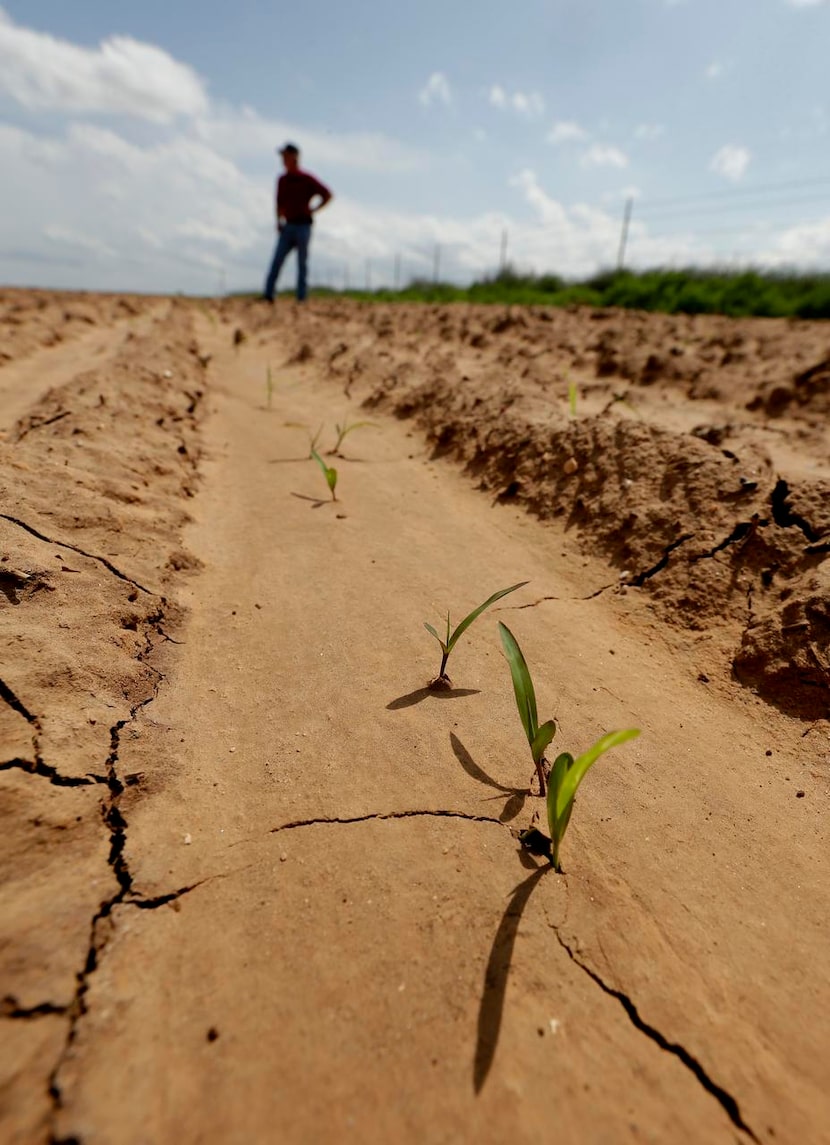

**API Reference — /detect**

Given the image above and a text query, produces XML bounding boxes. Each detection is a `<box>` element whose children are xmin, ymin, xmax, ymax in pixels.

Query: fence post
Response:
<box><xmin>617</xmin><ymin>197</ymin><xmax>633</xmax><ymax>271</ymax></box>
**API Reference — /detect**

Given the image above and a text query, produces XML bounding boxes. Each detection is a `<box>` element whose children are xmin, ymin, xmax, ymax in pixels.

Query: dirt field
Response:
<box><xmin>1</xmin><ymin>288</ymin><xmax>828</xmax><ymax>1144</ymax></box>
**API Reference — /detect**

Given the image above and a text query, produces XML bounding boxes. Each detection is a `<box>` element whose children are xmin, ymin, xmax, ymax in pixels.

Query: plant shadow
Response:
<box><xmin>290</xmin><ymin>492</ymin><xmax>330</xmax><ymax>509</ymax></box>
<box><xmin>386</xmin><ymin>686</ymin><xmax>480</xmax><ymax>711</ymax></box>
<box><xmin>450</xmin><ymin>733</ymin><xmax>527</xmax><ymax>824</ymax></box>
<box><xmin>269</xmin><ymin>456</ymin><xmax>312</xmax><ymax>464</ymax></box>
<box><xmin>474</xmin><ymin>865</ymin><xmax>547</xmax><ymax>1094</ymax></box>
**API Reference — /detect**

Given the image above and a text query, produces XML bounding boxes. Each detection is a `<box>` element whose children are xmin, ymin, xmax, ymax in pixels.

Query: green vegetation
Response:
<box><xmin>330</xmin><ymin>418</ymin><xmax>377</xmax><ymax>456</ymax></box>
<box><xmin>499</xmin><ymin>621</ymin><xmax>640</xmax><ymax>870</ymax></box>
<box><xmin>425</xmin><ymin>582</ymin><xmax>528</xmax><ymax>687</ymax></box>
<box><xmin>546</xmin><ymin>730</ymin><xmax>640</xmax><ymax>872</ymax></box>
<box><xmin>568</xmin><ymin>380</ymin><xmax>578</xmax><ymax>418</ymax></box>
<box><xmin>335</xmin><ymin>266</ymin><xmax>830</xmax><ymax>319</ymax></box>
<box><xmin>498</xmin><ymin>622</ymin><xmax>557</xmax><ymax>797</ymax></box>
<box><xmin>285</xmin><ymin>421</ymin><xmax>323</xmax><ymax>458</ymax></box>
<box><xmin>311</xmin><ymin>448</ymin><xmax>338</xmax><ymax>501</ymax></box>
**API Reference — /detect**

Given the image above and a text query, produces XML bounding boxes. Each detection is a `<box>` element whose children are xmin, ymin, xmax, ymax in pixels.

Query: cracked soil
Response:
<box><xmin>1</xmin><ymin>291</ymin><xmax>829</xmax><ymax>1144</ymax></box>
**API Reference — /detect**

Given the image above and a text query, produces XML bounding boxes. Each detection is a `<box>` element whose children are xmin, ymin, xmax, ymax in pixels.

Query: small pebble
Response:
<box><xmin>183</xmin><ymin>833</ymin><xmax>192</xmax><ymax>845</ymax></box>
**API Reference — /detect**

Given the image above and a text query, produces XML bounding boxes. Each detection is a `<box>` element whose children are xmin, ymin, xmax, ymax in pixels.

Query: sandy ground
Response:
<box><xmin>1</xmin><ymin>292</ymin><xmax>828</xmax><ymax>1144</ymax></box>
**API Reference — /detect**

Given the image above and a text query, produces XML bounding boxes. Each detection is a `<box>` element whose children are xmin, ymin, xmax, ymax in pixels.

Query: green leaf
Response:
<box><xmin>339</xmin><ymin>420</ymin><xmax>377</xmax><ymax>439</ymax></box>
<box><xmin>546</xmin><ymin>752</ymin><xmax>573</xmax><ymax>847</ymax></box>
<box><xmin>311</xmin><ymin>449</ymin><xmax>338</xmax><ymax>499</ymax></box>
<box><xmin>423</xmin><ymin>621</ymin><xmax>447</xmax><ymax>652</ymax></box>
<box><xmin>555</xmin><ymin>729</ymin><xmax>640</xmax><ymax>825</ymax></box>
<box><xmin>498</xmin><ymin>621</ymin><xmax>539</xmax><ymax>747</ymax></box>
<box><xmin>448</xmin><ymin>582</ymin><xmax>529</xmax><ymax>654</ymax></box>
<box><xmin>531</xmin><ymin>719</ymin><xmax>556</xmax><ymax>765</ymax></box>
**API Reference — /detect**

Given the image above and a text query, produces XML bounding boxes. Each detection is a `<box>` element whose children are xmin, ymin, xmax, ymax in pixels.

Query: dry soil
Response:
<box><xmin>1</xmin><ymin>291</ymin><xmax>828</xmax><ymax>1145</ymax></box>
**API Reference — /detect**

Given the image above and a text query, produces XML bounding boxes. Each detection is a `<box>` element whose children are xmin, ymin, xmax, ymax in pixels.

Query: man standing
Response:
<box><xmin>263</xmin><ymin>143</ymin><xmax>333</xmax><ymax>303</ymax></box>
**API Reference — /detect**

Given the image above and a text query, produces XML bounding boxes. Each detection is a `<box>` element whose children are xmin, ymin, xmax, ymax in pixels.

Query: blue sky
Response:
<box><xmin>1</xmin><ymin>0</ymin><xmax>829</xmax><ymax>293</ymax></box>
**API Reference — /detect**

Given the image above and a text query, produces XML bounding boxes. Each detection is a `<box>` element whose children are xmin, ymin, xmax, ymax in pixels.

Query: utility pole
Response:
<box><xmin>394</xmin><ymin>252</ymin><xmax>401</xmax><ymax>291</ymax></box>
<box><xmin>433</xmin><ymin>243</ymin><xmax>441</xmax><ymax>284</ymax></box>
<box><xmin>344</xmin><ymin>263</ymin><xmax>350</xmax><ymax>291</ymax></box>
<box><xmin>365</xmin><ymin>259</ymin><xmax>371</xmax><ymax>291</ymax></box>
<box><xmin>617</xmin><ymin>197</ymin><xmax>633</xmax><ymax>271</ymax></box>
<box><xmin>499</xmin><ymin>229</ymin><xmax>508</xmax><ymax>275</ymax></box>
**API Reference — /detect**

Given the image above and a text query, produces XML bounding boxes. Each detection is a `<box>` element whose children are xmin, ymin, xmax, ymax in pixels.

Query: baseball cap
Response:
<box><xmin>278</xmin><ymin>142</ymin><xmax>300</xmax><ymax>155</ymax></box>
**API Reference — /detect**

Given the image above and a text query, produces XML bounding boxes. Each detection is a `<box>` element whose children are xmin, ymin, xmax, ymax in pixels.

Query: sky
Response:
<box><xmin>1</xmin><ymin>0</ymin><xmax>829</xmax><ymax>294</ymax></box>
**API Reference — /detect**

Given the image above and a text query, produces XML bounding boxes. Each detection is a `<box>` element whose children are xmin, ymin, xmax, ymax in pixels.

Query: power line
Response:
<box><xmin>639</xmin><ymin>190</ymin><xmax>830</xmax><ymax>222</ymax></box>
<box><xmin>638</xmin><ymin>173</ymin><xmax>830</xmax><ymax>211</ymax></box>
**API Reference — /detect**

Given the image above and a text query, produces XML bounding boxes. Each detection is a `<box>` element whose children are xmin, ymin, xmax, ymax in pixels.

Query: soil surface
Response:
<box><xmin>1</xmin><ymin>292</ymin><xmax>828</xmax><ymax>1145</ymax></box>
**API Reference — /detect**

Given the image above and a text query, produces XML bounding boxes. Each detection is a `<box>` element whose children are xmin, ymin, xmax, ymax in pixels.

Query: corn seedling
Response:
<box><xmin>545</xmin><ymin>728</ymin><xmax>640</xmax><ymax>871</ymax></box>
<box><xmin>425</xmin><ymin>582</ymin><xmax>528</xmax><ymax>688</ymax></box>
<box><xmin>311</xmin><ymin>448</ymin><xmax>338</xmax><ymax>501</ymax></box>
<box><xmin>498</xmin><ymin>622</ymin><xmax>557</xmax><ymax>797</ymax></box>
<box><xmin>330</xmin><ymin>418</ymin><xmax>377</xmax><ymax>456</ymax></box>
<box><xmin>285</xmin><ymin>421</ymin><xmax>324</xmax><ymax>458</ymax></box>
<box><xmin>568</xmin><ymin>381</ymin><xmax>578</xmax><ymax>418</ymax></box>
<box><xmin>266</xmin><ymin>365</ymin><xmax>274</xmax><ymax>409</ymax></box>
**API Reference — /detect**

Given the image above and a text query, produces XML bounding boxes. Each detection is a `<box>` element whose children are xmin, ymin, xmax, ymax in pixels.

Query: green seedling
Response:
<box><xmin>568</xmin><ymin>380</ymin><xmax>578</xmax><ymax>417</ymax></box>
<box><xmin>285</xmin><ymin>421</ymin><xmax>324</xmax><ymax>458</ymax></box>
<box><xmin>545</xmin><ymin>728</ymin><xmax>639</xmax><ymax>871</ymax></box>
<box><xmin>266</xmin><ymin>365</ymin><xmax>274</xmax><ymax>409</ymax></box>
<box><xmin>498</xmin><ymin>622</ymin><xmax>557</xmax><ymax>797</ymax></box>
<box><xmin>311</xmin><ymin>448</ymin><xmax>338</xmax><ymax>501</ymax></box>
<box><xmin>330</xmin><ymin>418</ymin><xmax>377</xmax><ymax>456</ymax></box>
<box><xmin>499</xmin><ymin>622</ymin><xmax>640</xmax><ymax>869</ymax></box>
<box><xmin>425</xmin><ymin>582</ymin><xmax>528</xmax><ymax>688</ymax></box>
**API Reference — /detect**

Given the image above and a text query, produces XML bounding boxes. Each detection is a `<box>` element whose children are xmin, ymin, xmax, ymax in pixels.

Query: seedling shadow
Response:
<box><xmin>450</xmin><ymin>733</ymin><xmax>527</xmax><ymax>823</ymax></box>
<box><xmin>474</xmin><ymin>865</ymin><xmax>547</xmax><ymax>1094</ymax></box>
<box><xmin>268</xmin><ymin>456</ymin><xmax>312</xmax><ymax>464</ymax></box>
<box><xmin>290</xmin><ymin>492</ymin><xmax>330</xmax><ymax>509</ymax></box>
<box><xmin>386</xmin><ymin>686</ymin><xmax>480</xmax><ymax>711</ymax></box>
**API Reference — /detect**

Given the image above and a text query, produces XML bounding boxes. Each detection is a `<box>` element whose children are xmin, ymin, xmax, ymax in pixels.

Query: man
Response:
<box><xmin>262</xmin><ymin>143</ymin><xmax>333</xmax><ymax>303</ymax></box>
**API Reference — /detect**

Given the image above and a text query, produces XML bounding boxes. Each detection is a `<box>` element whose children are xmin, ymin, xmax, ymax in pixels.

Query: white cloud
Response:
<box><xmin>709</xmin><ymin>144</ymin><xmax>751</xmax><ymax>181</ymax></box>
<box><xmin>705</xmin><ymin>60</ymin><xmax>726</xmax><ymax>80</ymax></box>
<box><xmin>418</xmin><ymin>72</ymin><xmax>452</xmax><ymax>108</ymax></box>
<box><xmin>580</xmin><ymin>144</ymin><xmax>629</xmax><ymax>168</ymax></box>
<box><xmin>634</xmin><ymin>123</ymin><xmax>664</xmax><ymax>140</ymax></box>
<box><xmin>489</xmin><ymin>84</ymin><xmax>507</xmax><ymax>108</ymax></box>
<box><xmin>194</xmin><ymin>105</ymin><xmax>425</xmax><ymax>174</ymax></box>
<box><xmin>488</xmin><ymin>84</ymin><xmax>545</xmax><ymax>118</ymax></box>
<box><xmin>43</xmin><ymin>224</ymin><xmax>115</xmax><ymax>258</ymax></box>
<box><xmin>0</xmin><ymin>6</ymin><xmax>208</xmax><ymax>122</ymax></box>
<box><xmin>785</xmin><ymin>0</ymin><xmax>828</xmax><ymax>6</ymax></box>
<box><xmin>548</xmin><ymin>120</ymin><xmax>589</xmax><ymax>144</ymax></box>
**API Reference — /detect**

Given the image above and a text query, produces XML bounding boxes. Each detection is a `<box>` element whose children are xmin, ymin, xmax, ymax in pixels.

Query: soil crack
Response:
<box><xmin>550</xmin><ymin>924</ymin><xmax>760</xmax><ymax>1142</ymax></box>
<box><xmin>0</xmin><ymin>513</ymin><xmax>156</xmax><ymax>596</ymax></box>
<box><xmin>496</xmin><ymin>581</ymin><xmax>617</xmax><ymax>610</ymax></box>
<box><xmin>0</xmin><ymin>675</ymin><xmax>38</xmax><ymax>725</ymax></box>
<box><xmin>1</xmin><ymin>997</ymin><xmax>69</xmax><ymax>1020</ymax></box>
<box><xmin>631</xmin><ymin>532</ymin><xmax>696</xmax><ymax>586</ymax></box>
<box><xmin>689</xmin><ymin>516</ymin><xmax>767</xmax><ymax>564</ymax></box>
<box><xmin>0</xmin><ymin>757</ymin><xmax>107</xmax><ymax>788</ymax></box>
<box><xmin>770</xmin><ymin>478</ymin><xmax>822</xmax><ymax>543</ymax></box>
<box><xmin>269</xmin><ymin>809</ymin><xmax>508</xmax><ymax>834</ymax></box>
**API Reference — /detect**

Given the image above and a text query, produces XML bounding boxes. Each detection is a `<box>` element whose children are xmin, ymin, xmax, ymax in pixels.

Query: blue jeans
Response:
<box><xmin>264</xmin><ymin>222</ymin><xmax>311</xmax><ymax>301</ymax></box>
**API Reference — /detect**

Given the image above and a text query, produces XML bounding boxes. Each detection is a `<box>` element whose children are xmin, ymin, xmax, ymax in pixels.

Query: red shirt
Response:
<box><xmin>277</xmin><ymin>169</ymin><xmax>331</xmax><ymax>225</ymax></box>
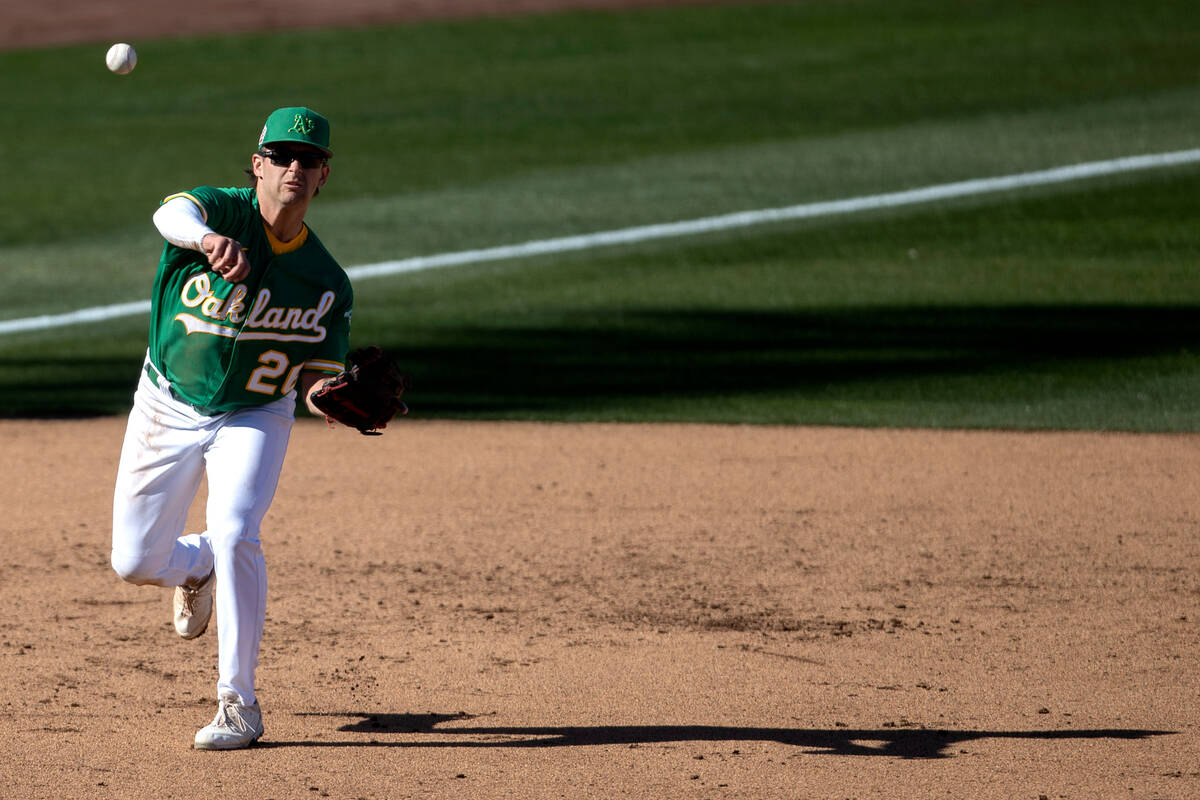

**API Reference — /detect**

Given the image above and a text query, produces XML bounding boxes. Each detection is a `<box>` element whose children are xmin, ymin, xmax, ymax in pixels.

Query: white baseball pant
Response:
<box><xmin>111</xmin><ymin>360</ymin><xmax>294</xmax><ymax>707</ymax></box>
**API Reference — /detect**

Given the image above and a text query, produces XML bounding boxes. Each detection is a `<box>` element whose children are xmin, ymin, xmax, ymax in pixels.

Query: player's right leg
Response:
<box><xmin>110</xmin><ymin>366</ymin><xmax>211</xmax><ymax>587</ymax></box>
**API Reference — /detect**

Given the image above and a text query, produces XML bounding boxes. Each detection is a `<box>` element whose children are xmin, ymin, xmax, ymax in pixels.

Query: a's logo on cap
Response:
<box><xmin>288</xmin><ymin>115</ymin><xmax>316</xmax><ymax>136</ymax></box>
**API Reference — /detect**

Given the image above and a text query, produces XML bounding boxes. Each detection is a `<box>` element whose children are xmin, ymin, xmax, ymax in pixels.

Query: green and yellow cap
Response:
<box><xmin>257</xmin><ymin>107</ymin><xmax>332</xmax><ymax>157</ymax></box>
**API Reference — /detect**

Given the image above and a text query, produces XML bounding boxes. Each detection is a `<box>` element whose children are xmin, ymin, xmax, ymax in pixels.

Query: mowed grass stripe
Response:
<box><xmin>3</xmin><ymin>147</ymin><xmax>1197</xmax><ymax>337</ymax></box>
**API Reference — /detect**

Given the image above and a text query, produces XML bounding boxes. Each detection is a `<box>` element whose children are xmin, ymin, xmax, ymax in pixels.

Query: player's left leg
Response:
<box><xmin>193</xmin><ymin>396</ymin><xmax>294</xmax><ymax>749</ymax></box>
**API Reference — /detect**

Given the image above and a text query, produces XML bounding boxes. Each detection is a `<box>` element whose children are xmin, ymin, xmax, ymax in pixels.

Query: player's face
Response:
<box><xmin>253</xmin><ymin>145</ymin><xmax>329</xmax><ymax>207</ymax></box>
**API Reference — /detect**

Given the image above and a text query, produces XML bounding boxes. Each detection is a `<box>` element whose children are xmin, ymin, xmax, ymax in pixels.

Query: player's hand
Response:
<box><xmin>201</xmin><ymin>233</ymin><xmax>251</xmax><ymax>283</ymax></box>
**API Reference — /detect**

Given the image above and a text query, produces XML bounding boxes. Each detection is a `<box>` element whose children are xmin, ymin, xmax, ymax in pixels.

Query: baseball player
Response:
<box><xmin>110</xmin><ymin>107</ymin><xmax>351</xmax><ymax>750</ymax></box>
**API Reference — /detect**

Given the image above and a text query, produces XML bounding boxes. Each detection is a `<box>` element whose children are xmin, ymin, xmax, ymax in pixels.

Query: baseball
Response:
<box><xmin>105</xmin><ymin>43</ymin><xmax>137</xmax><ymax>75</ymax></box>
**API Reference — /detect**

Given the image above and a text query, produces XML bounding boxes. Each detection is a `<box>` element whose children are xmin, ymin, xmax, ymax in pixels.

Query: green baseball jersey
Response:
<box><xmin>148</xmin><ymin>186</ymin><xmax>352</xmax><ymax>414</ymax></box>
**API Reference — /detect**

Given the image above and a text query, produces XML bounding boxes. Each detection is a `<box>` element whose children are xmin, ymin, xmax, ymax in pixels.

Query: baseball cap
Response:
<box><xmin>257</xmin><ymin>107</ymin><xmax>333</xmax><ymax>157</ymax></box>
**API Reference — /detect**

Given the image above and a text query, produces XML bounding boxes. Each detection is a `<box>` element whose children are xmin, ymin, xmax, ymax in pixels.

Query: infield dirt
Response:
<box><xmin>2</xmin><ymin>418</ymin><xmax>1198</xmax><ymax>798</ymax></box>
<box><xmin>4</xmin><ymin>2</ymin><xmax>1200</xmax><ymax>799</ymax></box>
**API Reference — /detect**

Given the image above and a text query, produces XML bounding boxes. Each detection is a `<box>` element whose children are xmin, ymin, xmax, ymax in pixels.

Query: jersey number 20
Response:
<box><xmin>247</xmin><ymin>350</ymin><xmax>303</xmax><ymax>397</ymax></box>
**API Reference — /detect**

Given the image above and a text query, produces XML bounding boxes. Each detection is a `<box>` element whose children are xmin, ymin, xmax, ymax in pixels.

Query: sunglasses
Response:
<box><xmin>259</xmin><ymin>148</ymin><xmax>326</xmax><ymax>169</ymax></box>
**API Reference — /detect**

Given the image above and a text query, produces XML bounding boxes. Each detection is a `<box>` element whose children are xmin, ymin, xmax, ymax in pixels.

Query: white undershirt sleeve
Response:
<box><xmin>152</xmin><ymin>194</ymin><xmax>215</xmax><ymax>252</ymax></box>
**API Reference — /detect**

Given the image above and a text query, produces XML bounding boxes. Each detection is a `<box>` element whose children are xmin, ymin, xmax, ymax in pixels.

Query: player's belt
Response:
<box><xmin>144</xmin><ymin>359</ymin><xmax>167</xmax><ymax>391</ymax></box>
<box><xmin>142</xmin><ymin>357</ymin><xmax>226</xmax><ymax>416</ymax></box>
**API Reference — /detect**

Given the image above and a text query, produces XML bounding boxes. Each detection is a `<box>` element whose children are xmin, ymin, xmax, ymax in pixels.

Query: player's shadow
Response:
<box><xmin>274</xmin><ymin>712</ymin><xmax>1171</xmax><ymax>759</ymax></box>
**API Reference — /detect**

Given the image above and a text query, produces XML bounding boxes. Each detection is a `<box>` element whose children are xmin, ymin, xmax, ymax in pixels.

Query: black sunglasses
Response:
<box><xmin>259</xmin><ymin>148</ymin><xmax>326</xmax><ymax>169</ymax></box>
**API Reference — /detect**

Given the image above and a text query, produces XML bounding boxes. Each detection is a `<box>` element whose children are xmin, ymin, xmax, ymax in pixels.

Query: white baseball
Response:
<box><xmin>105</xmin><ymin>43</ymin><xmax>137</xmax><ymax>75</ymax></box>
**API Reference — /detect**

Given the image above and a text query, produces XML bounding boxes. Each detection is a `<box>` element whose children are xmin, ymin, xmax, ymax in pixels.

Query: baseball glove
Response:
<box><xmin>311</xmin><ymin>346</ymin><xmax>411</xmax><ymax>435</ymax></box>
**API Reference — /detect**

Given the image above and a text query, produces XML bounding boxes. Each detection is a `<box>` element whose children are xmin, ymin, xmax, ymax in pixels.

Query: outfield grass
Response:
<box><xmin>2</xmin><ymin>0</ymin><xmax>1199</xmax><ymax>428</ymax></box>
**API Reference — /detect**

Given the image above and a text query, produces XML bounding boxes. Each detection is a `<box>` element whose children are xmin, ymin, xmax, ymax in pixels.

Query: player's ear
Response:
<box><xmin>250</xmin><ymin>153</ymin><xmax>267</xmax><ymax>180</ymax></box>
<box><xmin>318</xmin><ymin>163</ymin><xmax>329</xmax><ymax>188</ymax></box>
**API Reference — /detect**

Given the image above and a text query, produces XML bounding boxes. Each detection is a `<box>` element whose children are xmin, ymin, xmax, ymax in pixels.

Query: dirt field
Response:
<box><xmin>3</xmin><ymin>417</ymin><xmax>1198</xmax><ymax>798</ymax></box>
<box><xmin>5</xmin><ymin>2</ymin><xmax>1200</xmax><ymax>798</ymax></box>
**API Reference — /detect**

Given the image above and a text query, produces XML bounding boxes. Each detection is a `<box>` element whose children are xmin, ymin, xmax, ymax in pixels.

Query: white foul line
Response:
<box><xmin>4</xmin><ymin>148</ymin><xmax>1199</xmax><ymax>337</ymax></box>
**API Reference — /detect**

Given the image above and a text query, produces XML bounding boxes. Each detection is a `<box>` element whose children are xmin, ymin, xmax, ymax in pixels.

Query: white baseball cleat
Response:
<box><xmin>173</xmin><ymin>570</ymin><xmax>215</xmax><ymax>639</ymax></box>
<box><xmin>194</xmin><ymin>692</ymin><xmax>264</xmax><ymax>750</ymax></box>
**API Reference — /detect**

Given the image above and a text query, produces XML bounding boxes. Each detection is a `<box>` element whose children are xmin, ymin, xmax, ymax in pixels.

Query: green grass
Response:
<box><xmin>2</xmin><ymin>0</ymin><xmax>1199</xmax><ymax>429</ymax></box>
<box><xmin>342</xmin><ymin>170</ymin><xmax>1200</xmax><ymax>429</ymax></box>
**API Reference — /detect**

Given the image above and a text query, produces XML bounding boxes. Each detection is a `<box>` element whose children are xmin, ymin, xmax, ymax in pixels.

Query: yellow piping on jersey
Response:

→ **Exercise details**: The answer is the run of lines that starts at the one containing "Query: white baseball cleat" and ends at the last line of the material, reproduced exactly.

→ **Solved exercise**:
Query: white baseball cleat
Response:
<box><xmin>173</xmin><ymin>570</ymin><xmax>215</xmax><ymax>639</ymax></box>
<box><xmin>194</xmin><ymin>692</ymin><xmax>264</xmax><ymax>750</ymax></box>
**API Reference — /detect**

Given the image above and a text query, produces XML bounding boxes. Each detection is a `<box>` element whose children are xmin, ymin, xmax, ymax in pixels.

Query: green grass
Response:
<box><xmin>2</xmin><ymin>0</ymin><xmax>1199</xmax><ymax>429</ymax></box>
<box><xmin>342</xmin><ymin>170</ymin><xmax>1200</xmax><ymax>429</ymax></box>
**API Reference — /detect**

Given the image above and a text query, produces XML bounding boxes. Each detection is a `<box>` element whose children are xmin, ymin, xmax, ymax in pixels.

Query: yellow piping on jersey
Response:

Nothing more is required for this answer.